_Jobs_
A. In the Ubon Ratchathani forum thread, change "Pattaya" to "Phuket" and write out the part that opens with "very nice pics" and ends with "putting it together.".
B. Write the next part of the Ubon Ratchathani forum thread, picking up after its final sentence.

_Passage provided_

The original expat pub in Ubon is the Wrong Way Cafe- also known for it's good falang food, this place is run by an American guy called Richard and wife. I've never been there- it's opening hours are a wee bit flexible, closed on Sundays plus liable to open late afternoon early in the week. They have a decent web site too- one thing I note about the Ubon expat community is that they all seem to like the place:-

Wrong Way Cafe

Or Love it:-

Life and Times in Ubon Ratchathani, Thailand.

Smile Restaurant is a nice, locally oriented resturant- I guess it is where the local glitterati like to see and be seen. We went there on a recommendation from Louis (a few months before)- you just proceed back into the downtown area for about 1km, turn right at the first traffic lights, keep going just over .5km to the next lights, and it's maybe 100m past them on the left.







We enjoyed our meal here, and it has a good, imaginative menu. A band plays in the evening too- definitely one to go back to.



So hopefully I've left you with a few things to do should you find yourself in Ubon Ratchathani.  :Smile:

----------


## mobs00

^ Nice read. I was there last year and couldn't wait to get back into Thailand after being in Laos for 2 weeks.

----------


## slimboyfat

very nice pics and report.

i went on almost identical tour a couple of years back with the my thai 'friend' (who used to work as a cashier in a Pattaya bar) and her parents.

----------


## peterpan

Great read Sabang, thanks for putting it together.
 Many Years since I have been that out way, I don't believe I saw a Westerner at all, 15 yrs ago. 
Can't believe the size of those prawns, whoppers

----------


## sabang

> Can't believe the size of those prawns, whoppers


They are indeed- I'm not sure if they are just a local species, or if they have been fished out furher upriver- but you just don't see them this size in Mukdahan or Nong Khai. The first visit I paid to Khong Chiam was about 3.5 years ago- same restaurant actually, and as luck would have it a fisherman paddled alongside with his catch- which was three phenomonally big river prawns! I kid you not- the largest was safely two foot long. I've never seen a freshwater crustacean that big- naturally, we had to have them.  :Smile: 

The biggest they had this time was 18 inches- whether thats a seasonal thing, luck of the draw, or an indicator that they are being overfished I don't know- but I suspect the latter.  :Sad:  

Get 'em while they're hot I say- the biggest ones are 600 bht per kilo live from the holding nets (can't complain at that) the smallies a good deal cheaper.

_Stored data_
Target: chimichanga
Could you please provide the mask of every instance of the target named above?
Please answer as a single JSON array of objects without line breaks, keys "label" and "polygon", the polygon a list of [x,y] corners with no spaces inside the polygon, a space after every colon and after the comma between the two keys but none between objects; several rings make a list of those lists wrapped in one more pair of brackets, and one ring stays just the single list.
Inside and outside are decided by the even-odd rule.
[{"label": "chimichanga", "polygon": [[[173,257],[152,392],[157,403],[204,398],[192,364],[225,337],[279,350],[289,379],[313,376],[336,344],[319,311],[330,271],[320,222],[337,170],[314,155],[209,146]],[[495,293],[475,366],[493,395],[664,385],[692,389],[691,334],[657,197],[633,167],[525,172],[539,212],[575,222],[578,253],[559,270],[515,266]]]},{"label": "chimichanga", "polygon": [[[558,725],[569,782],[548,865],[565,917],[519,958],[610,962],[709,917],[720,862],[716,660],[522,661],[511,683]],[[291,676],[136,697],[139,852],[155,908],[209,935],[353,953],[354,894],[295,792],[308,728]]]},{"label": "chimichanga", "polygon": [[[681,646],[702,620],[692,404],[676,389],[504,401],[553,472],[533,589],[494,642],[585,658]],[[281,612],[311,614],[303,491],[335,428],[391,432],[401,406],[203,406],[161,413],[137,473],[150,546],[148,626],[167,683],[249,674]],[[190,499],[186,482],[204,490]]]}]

_Responses in order_
A.
very nice pics and report.

i went on almost identical tour a couple of years back with the my thai 'friend' (who used to work as a cashier in a Phuket bar) and her parents.

----------


## peterpan

Great read Sabang, thanks for putting it together.

B.
----------


## cimboc

Thanks for the great pictorial and read Sabang  :goldcup:

----------


## sunsetter

great stuff sb, cool pics, ill have to head out ubon way sometime, never been

----------


## MeMock

Great stuff Sabang.

Have any TD readers played golf at the Sirinthon Dam?

Looks like a really good day trip, can't wait to try it.

----------


## sabang

Theres a golf course and a driving range there MM. Probably mainly used by the military. These places are usually quite cheap too.

----------


## MeMock

Yep once I can walk again and I find a friend and buy/rent a car I will be there with bells on!

----------


## Panda

> Originally Posted by peterpan
> 
> Can't believe the size of those prawns, whoppers
> 
> 
> They are indeed- I'm not sure if they are just a local species, or if they have been fished out furher upriver- but you just don't see them this size in Mukdahan or Nong Khai. The first visit I paid to Khong Chiam was about 3.5 years ago- same restaurant actually, and as luck would have it a fisherman paddled alongside with his catch- which was three phenomonally big river prawns! I kid you not- the largest was safely two foot long. I've never seen a freshwater crustacean that big- naturally, we had to have them. 
> 
> The biggest they had this time was 18 inches- whether thats a seasonal thing, luck of the draw, or an indicator that they are being overfished I don't know- but I suspect the latter.  
> 
> Get 'em while they're hot I say- the biggest ones are 600 bht per kilo live from the holding nets (can't complain at that) the smallies a good deal cheaper.


If they are the same species I think they are, they migrate down to the brackish estuaries to breed and put on a huge growth spurt when the water gets brackish.

The up country farmers used to add salt to the ponds to simulate the migration and induce the growth spurt. But the salty water was leaching out into the water table and killing the trees plus stuffing up the ground for crops. So the practice is banned in Thailand now.

----------


## sabang

January is a fine time to see the Mekhong, I believe. The weather is cooler, the sky is brighter- and the Rivers Mun and Mekhong are substantially lower, with many dry season islands that you won't see during the Wet. So off we set, with our friends up from Pattaya in tow.

The River Mun at Phibun Mangsahan. Blue skies and algae made for quite a pleasant shot.






Pleasant enough though it is, Phibun is a smoke break. It's got a smallish Tesco Lotus, the Ubon Immigration office (so well known to the local farangs), and a smallish market next to the river that has some mildly interesting Thai style T shirts- Che Guevara seems to be all the rage these days, and apart from that heaps of dried fishies of various types-





The most direct way to get to Khong Jiam from Phibun is actually Route 2222, as opposed to the longer route which takes you via Lake Sirondhorn and the Chong Mek border crossing. The road is no great shakes though- pretty potholed in parts. Mrs sabang is to navigation what Hitler was to pacifism, but the wrong way she sent me down at least yielded a view of the Sirindhorn Dam itself (as opposed to the reservoir), so a couple of pics were in order. smallish hydro electric station there too, you can hear it humming away.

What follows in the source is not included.